*THE TASK:*
Gather every line in the entries below that contains the string "musician", treating uppercase and lowercase as different.

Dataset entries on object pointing
######

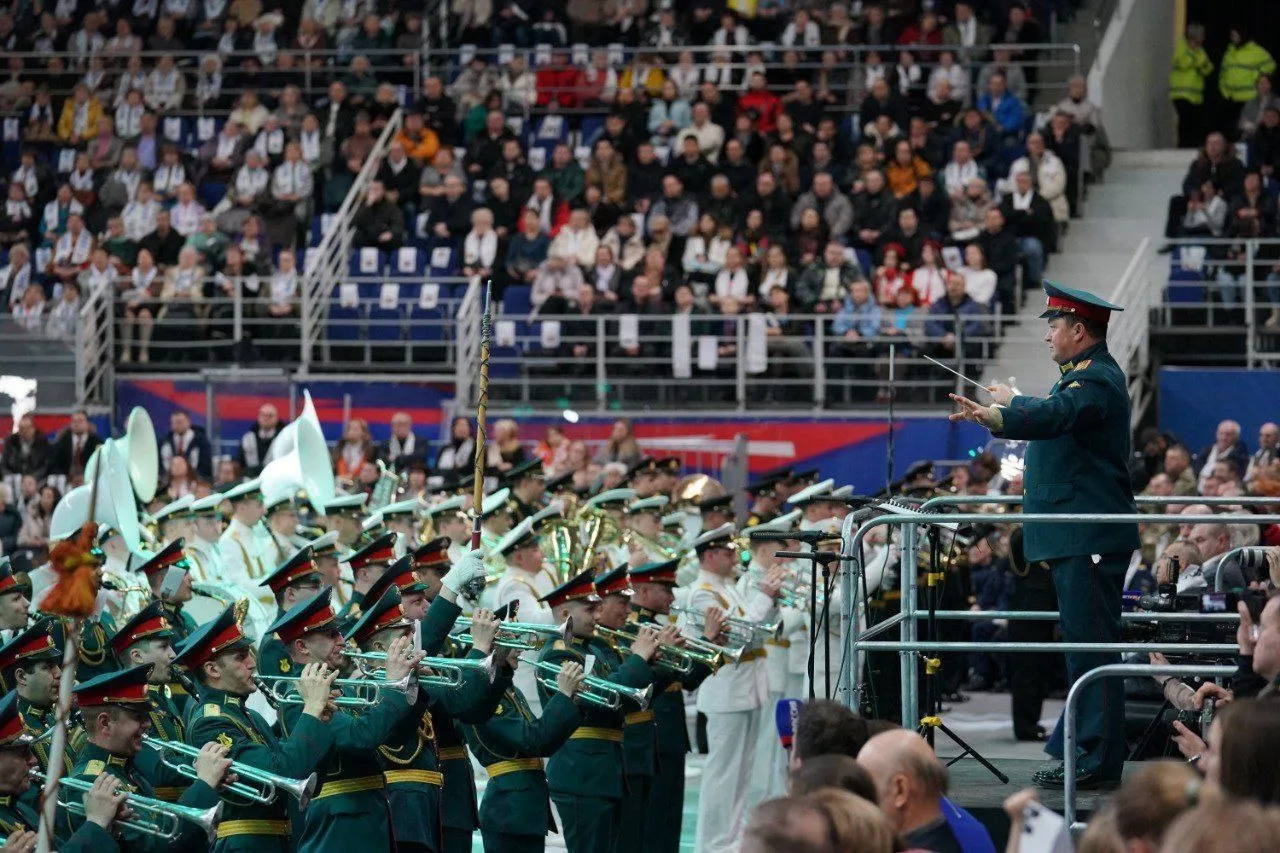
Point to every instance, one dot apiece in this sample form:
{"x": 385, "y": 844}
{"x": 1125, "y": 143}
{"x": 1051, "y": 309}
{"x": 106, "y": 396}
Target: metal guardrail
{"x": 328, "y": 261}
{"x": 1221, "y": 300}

######

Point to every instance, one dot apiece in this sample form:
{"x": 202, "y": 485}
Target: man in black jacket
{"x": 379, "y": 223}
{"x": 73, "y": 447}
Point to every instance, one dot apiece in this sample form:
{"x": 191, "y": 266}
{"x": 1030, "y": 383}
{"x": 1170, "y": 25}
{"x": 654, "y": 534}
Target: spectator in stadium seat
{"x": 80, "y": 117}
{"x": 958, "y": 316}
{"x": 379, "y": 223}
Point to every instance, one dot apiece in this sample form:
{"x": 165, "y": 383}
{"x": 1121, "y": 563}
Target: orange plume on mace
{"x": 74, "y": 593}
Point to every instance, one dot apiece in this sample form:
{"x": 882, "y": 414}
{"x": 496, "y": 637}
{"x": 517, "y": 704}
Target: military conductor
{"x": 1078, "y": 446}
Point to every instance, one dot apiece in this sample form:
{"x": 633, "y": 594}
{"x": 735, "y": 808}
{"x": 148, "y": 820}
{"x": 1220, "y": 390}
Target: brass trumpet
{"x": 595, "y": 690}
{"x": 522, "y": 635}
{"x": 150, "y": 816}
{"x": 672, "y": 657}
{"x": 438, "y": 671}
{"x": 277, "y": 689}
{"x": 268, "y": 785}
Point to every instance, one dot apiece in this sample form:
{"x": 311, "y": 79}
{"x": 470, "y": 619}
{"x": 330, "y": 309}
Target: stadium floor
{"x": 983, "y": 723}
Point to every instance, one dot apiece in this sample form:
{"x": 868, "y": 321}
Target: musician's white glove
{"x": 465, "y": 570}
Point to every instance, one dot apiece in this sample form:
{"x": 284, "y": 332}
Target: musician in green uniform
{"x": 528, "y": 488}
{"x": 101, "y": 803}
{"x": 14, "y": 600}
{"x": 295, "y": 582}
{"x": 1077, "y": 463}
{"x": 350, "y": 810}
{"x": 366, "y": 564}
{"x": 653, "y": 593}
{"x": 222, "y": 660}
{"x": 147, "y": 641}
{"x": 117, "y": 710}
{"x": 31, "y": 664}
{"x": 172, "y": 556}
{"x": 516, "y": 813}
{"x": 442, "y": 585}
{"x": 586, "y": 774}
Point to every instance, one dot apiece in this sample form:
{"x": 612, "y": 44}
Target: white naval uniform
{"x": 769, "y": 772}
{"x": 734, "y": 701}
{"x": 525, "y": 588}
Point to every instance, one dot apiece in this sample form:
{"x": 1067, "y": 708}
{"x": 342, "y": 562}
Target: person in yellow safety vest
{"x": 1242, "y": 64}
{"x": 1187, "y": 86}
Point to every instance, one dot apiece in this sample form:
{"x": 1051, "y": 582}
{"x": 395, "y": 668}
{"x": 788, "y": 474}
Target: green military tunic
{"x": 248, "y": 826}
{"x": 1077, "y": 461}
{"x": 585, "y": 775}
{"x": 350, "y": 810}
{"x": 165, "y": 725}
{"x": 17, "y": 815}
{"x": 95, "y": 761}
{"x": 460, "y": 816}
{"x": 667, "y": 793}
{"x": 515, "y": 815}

######

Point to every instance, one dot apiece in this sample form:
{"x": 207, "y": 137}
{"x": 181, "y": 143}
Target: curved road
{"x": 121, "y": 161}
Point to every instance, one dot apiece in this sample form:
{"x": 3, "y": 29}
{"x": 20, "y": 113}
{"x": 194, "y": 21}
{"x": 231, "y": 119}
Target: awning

######

*OUTPUT FOR THIS TASK:*
Target: musician's white glove
Target: musician in green uniform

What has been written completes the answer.